ARTICLE:
Guest Post: Illinois Automatic IRA Bill (98th General Assembly)

March 7, 2013

Editor's note: This blog post was authored by Karen Harris, Director of Asset Opportunities at the Shriver Center.

For many retired Americans, the potential for financial insecurity is great. Although our government provides a modest monthly Social Security check ($1,152 on average) to retirees, Social Security was never meant to be the sole source of an individual’s retirement income. While $1,152 might be just barely enough money for a young healthy individual, being elderly is much more expensive. Among people who reach the age of 65, 70% will eventually require long-term health care and 30% will eventually receive nursing home care. The average cost of a semi-private nursing home room is $215 per day or $78,000 per year. Yet, according to the Social Security Administration, Social Security benefits constitute 50-90% of income for more than 33% of Social Security Recipients, and 90 to 100% for more than 31% of recipients. This means that about two out of three Social Security recipients over-rely on Social Security.

WRITTEN INSTRUCTION 1:
Summarize the guest post on the Illinois automatic IRA bill in two sentences.
WRITTEN INSTRUCTION 2:
Reproduce the guest post word for word, everything from "Guest Post: Illinois" down to "the Shriver Center.".

EXTRACTED ENTRIES:

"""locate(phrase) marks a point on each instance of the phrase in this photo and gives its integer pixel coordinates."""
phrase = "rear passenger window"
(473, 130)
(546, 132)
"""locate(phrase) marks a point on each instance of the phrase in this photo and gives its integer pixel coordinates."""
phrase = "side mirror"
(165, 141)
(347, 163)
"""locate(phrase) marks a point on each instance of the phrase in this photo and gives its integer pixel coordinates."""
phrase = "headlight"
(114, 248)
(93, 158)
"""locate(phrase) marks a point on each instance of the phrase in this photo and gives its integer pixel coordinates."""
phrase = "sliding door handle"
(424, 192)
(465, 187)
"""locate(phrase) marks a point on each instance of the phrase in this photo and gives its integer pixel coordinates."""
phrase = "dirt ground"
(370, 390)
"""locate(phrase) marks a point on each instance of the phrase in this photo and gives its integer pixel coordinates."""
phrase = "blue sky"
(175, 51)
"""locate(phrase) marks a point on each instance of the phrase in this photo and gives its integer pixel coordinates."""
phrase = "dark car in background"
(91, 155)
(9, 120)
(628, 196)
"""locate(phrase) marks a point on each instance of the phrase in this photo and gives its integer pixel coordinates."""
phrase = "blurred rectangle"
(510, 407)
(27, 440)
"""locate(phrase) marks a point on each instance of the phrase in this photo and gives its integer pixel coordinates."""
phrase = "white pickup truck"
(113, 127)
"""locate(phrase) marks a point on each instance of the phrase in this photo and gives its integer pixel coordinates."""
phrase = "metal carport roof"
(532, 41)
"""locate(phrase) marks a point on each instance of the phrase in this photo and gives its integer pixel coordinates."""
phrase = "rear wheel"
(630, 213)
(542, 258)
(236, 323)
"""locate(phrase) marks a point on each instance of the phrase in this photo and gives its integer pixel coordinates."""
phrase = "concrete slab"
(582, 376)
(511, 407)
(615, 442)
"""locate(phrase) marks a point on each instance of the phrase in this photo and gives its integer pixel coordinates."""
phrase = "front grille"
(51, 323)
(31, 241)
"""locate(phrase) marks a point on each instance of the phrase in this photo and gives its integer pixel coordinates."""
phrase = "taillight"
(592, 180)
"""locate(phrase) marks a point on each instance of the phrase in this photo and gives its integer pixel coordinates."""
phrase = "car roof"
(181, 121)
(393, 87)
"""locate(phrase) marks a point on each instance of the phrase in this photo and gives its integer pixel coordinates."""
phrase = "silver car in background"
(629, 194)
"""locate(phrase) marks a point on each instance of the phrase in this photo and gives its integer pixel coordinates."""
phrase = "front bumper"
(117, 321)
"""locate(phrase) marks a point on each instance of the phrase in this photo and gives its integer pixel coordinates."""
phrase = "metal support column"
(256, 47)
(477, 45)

REPLY 1:
Social Security pays retirees a modest average of $1,152 a month and was never meant to be their only source of retirement income, yet old age is costly: 70% of people who reach 65 will eventually need long-term care, and a semi-private nursing home room averages $78,000 a year. According to the Social Security Administration, these benefits make up 50 to 100% of income for about two out of three recipients, who therefore over-rely on Social Security.

REPLY 2:
Guest Post: Illinois Automatic IRA Bill (98th General Assembly)

March 7, 2013

Editor's note: This blog post was authored by Karen Harris, Director of Asset Opportunities at the Shriver Center.